• [Exercise A]
Name each everyday problem that the heart story says has vanished.
• [Exercise B]
In the heart story, what did the cardiologist recommend after the second test?
• [Exercise C]
Carry the heart story forward from its final sentence.

• [Quoted passage]
This time, I felt great running on the treadmill. I took my heart rate beyond the maximum expected for my age, and had no pain. The monitors I was connected to indicated no problems. Immediately after the test, I spoke with my cardiologist, who seemed somewhat perplexed. He chose his words very carefully. He wanted to know if I had felt chest pain on the first exam in 2008. I think he did not believe the previous test results, because this time my heart showed only a single mild abnormality. Most noticeable was that the large area of obstruction found on my first test was not seen at all.

He seemed to not want to confront the possibility that the both tests were accurate--that I had actually reversed my serious condition with a simple change in diet and a little exercise. How could he question the obvious: my weight loss, the reductions in medications, and the changes in my blood pressure, blood sugar, and cholesterol levels? Right before his eyes I went from sick and symptomatic to feeling and looking great. His skepticism continued as he explained to me that despite the fact that the occlusion could no longer be seen, it did not mean that I was totally cured. But at least he now accepted my decision to avoid surgery as responsible.

Here are some excerpts from the cardiologist's report of my second test: "He comes in today and underwent exercise myocardial perfusion imaging. He was able to exercise almost 10 minutes on the standard Bruce protocol. There were no reported symptoms consistent with angina pectoris. He denied chest pain or chest discomfort. (He denies any symptoms of congestive heart failure--shortness of breath and extreme fatigue)."

The myocardial perfusion images showed there was still a subtle inferior wall perfusion defect...[that is it]. My cardiologist's recommendations: low dose aspirin and a nine-month follow up visit.

I look back on this lifestyle change as one of the most significant things I have ever done. The improvements have gone far beyond the reversal of the disease in my heart's arteries. So many everyday problems have vanished - high blood pressure, diabetes, high lipids, indigestion, obesity, kidney stones, etc. More important, this is a treatment that I can feel and see. Before, those pills and my old diet made me look and feel awful. I now have a new lease on life.

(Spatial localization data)

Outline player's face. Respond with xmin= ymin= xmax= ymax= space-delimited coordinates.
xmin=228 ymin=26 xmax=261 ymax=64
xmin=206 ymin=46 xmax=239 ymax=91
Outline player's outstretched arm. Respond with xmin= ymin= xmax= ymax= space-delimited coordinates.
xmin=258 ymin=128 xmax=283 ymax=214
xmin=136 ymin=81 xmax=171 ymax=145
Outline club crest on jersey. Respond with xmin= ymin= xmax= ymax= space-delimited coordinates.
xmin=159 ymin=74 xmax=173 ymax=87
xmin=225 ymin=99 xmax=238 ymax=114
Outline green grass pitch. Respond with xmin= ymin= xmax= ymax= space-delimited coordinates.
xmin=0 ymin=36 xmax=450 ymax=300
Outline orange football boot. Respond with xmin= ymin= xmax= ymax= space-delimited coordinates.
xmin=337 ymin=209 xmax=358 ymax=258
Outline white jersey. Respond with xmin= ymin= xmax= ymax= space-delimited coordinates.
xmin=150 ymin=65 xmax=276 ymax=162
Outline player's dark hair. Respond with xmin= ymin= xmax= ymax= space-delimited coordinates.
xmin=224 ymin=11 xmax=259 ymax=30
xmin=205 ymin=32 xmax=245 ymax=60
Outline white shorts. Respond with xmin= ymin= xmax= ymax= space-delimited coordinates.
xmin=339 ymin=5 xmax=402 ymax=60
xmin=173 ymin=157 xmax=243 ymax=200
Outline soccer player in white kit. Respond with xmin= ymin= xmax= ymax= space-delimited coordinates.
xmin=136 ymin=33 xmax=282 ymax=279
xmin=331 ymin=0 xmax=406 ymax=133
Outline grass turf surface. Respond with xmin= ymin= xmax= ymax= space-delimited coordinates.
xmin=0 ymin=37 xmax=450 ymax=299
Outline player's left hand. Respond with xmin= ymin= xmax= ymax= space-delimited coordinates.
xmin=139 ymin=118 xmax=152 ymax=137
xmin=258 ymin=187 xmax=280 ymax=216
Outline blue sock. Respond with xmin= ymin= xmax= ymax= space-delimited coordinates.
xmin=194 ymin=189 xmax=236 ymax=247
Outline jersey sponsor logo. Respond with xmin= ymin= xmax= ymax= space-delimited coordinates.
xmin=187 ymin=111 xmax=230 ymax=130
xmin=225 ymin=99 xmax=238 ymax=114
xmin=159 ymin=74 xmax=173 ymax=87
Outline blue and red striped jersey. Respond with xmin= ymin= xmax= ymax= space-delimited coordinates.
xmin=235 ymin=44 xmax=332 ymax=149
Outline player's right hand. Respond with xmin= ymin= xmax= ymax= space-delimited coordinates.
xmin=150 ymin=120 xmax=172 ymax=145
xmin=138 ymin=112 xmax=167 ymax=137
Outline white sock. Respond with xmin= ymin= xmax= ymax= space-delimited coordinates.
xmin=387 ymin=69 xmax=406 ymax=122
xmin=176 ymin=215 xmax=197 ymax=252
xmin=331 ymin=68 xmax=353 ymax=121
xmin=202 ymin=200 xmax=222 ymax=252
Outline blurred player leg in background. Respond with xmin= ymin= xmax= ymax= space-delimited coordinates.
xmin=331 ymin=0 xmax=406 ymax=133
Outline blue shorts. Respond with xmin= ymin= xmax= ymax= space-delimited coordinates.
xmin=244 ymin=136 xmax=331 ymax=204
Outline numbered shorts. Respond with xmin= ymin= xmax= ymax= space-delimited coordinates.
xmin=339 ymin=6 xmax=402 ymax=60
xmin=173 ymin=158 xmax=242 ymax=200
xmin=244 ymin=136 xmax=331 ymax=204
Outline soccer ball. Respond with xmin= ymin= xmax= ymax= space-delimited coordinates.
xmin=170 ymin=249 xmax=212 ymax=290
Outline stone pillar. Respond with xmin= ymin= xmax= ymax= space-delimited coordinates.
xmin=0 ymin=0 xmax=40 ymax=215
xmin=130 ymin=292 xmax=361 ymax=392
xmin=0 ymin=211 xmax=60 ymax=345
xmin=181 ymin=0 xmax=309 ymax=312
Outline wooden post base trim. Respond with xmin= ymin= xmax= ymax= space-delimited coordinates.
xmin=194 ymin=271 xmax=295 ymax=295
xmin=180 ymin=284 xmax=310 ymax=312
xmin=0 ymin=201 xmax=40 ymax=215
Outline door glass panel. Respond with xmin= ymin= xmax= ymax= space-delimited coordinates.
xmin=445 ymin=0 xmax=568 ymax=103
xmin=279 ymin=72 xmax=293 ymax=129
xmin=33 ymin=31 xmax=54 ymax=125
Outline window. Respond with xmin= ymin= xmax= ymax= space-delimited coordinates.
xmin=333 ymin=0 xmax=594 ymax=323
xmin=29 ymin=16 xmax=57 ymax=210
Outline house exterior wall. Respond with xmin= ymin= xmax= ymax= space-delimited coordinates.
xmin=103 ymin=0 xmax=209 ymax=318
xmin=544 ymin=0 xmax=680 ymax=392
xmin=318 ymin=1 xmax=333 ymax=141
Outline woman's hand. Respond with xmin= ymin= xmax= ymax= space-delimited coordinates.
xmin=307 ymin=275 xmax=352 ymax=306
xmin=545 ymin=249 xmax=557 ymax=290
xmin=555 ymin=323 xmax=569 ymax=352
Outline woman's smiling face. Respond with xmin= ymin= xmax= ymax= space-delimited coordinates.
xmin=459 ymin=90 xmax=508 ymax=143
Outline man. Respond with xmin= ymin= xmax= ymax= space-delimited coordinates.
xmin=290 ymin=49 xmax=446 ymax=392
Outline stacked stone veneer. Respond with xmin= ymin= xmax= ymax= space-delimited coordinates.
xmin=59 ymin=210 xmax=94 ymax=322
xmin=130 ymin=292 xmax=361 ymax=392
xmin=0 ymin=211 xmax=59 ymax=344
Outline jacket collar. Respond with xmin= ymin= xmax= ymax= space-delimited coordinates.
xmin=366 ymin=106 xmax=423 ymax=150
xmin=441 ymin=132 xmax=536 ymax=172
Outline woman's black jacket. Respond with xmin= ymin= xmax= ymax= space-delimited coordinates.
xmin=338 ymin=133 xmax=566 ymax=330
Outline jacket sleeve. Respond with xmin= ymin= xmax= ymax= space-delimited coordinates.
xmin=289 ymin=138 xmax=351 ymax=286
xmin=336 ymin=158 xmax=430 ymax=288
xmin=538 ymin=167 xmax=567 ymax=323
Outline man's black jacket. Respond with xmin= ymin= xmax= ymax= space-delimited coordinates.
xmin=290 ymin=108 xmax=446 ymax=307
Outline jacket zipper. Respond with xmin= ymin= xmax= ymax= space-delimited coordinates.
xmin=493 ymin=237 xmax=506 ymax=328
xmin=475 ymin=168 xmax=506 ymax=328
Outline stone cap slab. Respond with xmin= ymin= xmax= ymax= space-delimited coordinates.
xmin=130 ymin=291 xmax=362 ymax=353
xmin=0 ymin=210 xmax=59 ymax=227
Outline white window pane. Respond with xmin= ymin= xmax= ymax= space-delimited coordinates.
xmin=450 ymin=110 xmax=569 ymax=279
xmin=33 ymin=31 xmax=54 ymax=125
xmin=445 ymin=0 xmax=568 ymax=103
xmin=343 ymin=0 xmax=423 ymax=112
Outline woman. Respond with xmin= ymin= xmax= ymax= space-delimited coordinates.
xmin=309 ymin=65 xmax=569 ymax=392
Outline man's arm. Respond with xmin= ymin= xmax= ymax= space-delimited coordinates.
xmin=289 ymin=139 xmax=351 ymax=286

• [Exercise result A]
High blood pressure, diabetes, high lipids, indigestion, obesity, kidney stones

• [Exercise result B]
Low dose aspirin and a nine-month follow-up visit.

• [Exercise result C]
-----

Consider the above and then weight these words:
http://www.drfuhrman.com/library/PCI_angioplasty_article.aspx [drfuhrman.com]
"Interventional cardiology and cardiovascular surgery is basically a scam based on a misunderstanding of the nature of heart disease. ... The sad thing is surgical interventions and medications are the foundation of modern cardiology and both are relatively ineffective compared to nutritional excellence. My patients routinely reverse their heart disease, and no longer have vulnerable plaque or high blood pressure, so they do not need medical care, hospitals or cardiologists anymore. The problem is that in the real world cardiac patients are not even informed that heart disease is predictably reversed with nutritional excellence. They are not given the opportunity to choose and just corralled into these surgical interventions. ..."

Sadly, I just found out a neighbor was similarly corralled into open heart surgery just the other day. From what I heard second hand, the doctors pressured him to have open heart surgery the very next day after failing a "test". Just heard about it too late to offer alternatives now that it is done. Now I don't know whether or when to tell him he was essentially scammed, after all the suffering he and his family have no doubt gone through (not wanting to add to his stress at the moment). Sad about all of the needless suffering, the enormous cost, and the fact that other clogged arteries are no doubt being ignored, and that the heart arteries will likely just clog back up again (as seems to have happened two two family members who died some months after surgical heart interventions).

To use a car analogy, it's kind of like if you had an six cylinder engine in your car, and you bring it in for a tune up, and a mechanic takes out a spark plug and says the cylinder (heart) was coated with sticky caramelized crud. What would you do if they said they should bypass that one cylinder by drilling a new cylinder. Would you just go ahead the next day and do that? Or should the mechanic have checked are the other cylinders (brain, kidneys, liver, etc.) also crudded up with the same stuff? Should the mechanic have asked where is the crud coming from -- like maybe bad fuel (heart-disease-promoting food)? Should mechanics get paid for "predicting" engine failure instead of preventing it by good advice about fuel choices?

See also for another person's story of health improvements via dietary and lifestyle changes: http://fatsickandnearlydead.com/ [fatsickandnearlydead.com]

Re:Waste of money (1)

Rob the Bold (788862) | about a year ago | (#45116757)

If you want to prevent heart disease, stop eating saturted fat and cholesterol and stick with a low-fat whole-plant-based diet. This knowledge is not new; this stuff has been known for almost a hundred years now, yet we're still spending money dancing around the fact that eating animals and their byproducts leads to heart disease.

Source: http://www.plantpositive.com/ [plantpositive.com]

For me, becoming a vegetarian actually resulted in significant weight gain, increased blood pressure, higher blood glucose and higher cholesterol. My fat consumption, particularly saturated fats, decreased dramatically but I got the opposite effect that orthodox nutrition says I should. Increasing fat consumption, including milk and egg fats brought all those numbers back to normal -- I'm guessing the milk and eggs are what you're calling "animal byproducts".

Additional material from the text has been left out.